■ Folgendes bearbeiten
1 - Um wie viel Uhr ereignete sich laut dem Seitenauszug das sogenannte „Maiwunder“?
2 - Extrahiere aus den Zeilen jede Zeile, in der die Zeichenfolge „canopy“ vorkommt.

■ Seitenauszug
☆ ☆ ☆

(Rom) Das Blut des heiligen Januarius hat sich auch gestern wieder verflüssigt. Das sogenannte „Maiwunder“ ereignete sich um 17:00 Uhr, als der seit 2020 amtierende Erzbischof von Neapel, Domenico „Mimmo“ Battaglia, dies kurz nach der Öffnung des Reliquienschreins, der die Blutreliquie von San Gennaro, dem Schutzpatron Neapels umschließt, feststellte und verkündete.
Das Wunder der Verflüssigung der Blutreliquie des Heiligen findet dreimal im Jahr statt: am 19. September, dem Dies natalis des Märtyrers, der 305 n. Chr. unter Kaiser Diokletian enthauptet wurde; am 16. Dezember, dem Jahrestag des schrecklichen Vulkanausbruchs des Vesuvs im Jahr 1631, der durch die Fürsprache des Heiligen gestoppt wurde; schließlich am ersten Sonntag im Mai, dem Jahrestag, als die sterblichen Überreste des Heiligen von Pozzuoli in die Katakomben von Capodimonte übergeführt wurden.

☆ ☆ ☆

(Datensatzeinträge)
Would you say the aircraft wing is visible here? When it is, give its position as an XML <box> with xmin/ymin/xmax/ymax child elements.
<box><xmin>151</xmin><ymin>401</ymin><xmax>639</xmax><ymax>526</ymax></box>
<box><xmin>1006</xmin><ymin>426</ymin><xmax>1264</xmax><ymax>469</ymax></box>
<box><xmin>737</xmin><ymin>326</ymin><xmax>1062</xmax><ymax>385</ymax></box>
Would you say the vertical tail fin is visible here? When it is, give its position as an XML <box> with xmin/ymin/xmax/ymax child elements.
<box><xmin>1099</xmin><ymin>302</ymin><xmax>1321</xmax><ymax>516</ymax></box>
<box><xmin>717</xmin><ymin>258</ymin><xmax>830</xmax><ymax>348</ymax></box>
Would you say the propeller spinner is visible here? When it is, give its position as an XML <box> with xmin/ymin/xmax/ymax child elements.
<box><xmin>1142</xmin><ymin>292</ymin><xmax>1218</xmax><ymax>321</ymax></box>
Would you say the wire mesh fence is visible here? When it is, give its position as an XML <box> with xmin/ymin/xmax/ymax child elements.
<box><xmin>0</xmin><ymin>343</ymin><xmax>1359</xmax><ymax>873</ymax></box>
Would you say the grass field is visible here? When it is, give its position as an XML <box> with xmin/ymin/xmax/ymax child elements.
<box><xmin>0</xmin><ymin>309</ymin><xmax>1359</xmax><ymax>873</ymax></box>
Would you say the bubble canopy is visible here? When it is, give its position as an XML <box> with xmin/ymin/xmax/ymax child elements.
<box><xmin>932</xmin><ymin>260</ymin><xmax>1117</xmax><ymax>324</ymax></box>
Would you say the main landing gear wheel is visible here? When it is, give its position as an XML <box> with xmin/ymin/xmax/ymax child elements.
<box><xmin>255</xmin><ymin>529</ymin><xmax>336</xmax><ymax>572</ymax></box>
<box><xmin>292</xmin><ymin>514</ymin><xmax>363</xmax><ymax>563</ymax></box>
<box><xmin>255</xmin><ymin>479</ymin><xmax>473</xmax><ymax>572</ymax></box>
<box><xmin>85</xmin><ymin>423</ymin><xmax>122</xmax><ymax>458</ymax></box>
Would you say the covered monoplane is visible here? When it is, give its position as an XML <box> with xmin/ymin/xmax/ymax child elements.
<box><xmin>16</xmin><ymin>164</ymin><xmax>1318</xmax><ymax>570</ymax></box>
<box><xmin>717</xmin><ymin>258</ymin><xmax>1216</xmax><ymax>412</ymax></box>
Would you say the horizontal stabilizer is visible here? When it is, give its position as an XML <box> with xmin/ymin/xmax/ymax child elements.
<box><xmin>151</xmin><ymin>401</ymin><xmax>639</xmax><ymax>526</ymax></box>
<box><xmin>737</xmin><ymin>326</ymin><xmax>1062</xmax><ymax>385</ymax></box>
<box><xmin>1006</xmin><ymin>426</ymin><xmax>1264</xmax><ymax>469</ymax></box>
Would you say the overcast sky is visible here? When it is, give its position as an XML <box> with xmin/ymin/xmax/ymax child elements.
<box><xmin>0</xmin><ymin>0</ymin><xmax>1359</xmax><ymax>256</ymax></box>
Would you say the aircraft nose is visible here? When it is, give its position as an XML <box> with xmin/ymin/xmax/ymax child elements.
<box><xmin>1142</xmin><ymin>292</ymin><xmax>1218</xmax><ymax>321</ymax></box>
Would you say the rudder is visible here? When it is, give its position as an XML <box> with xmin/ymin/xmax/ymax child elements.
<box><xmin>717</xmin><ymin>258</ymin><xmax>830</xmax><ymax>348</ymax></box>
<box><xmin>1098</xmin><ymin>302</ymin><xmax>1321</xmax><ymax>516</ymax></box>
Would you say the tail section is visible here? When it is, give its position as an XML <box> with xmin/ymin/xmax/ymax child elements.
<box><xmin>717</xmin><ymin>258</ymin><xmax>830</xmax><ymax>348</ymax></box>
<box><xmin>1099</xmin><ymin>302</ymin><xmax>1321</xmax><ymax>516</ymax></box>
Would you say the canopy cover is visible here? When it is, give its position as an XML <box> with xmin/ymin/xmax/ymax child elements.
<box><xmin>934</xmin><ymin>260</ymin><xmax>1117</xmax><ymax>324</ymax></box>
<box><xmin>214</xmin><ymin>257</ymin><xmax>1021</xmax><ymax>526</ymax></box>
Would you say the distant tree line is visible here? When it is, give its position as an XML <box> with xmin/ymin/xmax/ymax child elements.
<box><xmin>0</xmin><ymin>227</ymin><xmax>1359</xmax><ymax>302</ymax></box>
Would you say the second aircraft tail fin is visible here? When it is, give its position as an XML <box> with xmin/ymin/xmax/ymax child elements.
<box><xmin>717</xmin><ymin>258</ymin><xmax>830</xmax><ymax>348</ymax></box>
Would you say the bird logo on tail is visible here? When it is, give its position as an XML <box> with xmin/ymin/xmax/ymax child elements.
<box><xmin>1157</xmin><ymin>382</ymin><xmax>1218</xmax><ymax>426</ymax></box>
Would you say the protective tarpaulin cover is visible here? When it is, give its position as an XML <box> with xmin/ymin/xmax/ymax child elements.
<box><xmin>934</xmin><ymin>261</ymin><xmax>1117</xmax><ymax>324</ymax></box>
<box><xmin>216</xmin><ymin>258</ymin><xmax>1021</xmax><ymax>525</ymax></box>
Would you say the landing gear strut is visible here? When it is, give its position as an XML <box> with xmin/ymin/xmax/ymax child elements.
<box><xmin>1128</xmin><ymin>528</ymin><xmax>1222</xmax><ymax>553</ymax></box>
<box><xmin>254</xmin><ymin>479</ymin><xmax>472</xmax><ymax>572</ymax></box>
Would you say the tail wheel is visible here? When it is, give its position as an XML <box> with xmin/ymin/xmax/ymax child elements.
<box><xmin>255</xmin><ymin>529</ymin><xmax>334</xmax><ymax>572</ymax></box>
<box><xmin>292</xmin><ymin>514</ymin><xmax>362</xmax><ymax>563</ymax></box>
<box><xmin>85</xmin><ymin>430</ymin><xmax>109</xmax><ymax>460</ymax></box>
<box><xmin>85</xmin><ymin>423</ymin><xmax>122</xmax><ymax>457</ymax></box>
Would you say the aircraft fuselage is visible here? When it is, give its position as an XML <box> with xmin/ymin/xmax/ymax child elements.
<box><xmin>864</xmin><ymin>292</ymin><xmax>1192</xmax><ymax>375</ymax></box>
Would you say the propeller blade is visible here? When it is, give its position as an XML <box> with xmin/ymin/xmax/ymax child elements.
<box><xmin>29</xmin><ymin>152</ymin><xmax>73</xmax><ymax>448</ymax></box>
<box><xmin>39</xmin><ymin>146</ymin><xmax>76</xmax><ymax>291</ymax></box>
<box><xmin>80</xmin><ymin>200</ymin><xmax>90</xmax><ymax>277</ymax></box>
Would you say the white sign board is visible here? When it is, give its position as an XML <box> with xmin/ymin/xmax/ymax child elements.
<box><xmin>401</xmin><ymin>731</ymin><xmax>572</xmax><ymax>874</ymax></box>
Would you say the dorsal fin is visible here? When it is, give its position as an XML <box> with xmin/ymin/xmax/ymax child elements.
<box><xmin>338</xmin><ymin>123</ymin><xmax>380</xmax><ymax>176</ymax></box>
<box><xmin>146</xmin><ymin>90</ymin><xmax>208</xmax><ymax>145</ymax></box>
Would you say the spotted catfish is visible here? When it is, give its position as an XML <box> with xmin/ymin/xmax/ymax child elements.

☆ ☆ ☆

■ Ergebnisse
1 - Um 17:00 Uhr.

2 -
Would you say the bubble canopy is visible here? When it is, give its position as an XML <box> with xmin/ymin/xmax/ymax child elements.
Would you say the canopy cover is visible here? When it is, give its position as an XML <box> with xmin/ymin/xmax/ymax child elements.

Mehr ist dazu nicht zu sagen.